* EXERCISE A *
Echo the passage of the article about COVID-19 vaccine distribution between "The rollout of" and "version early on.", inclusive.
* EXERCISE B *
According to the article about COVID-19 vaccine distribution, what did the City of Chicago maps that UChicago Medicine pulled up show?
* EXERCISE C *
Write the next part of the article about COVID-19 vaccine distribution, picking up after its final sentence.

* TEXT FOR ANALYSIS *

====

When UChicago Medicine received the go-ahead to vaccinate their patients, they knew they wanted to first target people most at risk of dying from COVID-19.
Dr. William Parker, a faculty physician at the health system, said they pulled up maps from the City of Chicago that showed vaccination and mortality rates by ZIP code. And then they reached out to patients in those neighborhoods.
“Every vaccine that’s administered in the hard-hit communities on the South and West sides is literally more valuable from an ethical perspective—in terms of maximizing benefits—than vaccines administered in the communities in the North side that were spared from a pandemic,” said Parker, who is also assistant director of the MacLean Center for Clinical Medical Ethics and an assistant professor of pulmonary and critical-care medicine. “That may not be the most popular thing politically to say, but definitely it is ethically correct.”
The rollout of COVID-19 vaccines across the country was fraught with potential ethical quandaries, some of which have come to fruition. Reports of health systems offering vaccines to donors—before the general public—came out almost immediately after hospitals first received shipments in mid-December. And concerns over how, and if, health providers would reach the neighborhoods most at risk—mainly Black and Latino communities—still haven’t subsided.
For the most part, health systems’ involvement varies widely county by county, as do distribution guidelines. The effort is a strong example of how local healthcare really is. It’s also an example of how a fragmented system affects community access, as hospitals created their own distribution playbooks in the absence of a national version early on.
But hospitals do have lessons learned and best practices for moving forward even as they’re still learning.

====

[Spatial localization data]
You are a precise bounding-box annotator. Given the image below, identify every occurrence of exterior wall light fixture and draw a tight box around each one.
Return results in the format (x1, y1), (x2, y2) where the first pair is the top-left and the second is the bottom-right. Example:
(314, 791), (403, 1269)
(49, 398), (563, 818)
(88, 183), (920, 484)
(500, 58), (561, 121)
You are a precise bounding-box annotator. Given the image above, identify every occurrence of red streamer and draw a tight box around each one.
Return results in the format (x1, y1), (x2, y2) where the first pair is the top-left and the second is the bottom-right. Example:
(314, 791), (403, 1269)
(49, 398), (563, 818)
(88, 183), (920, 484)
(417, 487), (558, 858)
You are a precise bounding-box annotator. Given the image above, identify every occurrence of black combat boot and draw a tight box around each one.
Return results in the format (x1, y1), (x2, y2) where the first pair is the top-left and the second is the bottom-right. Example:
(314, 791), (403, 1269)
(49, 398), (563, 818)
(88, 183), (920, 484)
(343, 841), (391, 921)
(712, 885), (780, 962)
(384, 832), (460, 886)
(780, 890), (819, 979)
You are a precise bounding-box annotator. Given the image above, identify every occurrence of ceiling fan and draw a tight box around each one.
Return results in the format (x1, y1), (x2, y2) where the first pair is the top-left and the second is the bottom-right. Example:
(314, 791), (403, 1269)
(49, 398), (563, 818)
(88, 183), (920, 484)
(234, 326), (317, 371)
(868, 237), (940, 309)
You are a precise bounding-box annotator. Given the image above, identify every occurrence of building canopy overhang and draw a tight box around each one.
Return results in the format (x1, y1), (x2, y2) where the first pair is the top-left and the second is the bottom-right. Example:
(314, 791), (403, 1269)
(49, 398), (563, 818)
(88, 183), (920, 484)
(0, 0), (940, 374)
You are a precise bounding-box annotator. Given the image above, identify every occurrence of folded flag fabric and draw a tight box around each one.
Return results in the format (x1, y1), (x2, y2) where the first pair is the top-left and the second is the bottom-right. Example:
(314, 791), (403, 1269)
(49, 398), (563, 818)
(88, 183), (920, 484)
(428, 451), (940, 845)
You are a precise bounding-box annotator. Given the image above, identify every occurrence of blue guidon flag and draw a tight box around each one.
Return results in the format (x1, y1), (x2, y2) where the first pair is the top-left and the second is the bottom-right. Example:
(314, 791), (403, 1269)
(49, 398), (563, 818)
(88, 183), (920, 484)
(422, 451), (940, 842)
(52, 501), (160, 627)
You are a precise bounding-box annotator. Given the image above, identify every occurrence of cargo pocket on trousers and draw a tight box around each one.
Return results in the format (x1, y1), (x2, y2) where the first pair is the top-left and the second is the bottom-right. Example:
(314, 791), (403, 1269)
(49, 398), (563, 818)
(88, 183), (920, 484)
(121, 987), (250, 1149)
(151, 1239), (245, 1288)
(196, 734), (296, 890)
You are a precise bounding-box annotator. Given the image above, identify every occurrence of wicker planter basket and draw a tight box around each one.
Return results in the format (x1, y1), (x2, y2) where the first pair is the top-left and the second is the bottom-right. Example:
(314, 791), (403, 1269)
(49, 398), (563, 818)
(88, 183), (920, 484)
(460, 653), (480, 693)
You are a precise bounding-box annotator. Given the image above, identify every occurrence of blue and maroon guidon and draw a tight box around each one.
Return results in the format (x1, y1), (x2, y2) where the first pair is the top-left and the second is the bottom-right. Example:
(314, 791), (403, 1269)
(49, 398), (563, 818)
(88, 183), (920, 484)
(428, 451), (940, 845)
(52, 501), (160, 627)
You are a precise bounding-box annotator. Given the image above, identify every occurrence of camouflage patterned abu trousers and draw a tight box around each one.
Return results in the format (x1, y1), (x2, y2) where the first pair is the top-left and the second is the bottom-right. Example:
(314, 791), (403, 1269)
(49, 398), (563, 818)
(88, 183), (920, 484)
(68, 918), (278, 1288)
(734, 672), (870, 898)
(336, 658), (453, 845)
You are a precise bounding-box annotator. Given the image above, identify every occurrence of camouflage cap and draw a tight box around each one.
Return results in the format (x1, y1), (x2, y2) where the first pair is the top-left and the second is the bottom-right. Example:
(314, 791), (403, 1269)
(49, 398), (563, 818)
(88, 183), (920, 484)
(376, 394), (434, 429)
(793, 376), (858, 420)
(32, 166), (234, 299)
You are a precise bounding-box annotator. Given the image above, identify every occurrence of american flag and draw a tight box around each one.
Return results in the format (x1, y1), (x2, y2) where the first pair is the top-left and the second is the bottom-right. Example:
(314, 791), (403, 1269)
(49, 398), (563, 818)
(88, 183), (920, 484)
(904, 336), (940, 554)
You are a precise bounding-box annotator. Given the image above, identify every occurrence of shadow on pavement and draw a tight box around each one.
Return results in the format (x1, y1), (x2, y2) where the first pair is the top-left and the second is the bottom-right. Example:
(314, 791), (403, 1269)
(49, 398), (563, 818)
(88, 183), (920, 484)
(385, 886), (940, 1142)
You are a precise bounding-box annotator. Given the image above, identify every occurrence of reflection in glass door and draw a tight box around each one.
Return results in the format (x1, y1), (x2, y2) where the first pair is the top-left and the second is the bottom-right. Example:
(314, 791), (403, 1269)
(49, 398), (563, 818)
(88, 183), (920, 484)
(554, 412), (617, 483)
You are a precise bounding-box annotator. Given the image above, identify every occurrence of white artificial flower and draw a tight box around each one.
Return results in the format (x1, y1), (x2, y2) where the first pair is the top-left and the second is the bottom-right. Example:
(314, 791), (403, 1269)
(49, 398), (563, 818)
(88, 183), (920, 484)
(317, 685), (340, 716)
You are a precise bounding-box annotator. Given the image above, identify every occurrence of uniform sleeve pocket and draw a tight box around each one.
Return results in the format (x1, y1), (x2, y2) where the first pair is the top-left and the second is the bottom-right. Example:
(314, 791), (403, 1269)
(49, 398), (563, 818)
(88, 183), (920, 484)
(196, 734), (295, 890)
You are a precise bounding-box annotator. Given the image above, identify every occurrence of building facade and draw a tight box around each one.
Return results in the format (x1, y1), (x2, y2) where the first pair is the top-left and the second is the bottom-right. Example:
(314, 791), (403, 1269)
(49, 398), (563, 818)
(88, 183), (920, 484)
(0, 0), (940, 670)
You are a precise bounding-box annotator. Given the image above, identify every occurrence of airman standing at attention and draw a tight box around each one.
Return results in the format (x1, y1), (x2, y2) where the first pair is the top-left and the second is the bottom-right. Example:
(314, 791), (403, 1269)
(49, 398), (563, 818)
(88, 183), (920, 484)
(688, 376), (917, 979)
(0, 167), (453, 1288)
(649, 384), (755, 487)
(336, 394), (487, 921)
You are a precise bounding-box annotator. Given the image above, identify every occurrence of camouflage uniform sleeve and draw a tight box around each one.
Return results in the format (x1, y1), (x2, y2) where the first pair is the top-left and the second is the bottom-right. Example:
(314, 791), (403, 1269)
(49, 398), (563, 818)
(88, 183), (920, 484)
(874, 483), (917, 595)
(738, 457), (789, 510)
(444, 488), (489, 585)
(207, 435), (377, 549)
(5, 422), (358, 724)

====

* EXPECTED OUTPUT A *
The rollout of COVID-19 vaccines across the country was fraught with potential ethical quandaries, some of which have come to fruition. Reports of health systems offering vaccines to donors—before the general public—came out almost immediately after hospitals first received shipments in mid-December. And concerns over how, and if, health providers would reach the neighborhoods most at risk—mainly Black and Latino communities—still haven’t subsided.
For the most part, health systems’ involvement varies widely county by county, as do distribution guidelines. The effort is a strong example of how local healthcare really is. It’s also an example of how a fragmented system affects community access, as hospitals created their own distribution playbooks in the absence of a national version early on.

* EXPECTED OUTPUT B *
Vaccination and mortality rates by ZIP code.

* EXPECTED OUTPUT C *
Parker said what they did starting with the hardest-hit ZIP codes, which is something any hospital could do, was actually easier than setting up their own registration website that could crash continuously. “If you actually want to save lives with these vaccines, you should give it to the people who are at the highest risk of death, which of course, is based on age, but is also based on where you live and the social determinants of health,” Parker said. “And almost every hospital has an underserved patient population that they come into contact with.”
Other ethical questions popped up early on, like what to do with unexpected surplus vaccine doses, which James Orlikoff, president of consulting firm Orlikoff & Associates, said there really wasn’t any guidance on. In at least one case, a doctor was fired from a health department for giving expiring Moderna vaccines to family members.
“You remember back in January, the phrase ‘shots in arms’ wasn’t used a lot, and it got used when people began to realize this isn’t just a traditional supply chain issue,” Orlikoff said. “If you don’t have the ability to administer vaccinations, it’s for naught.”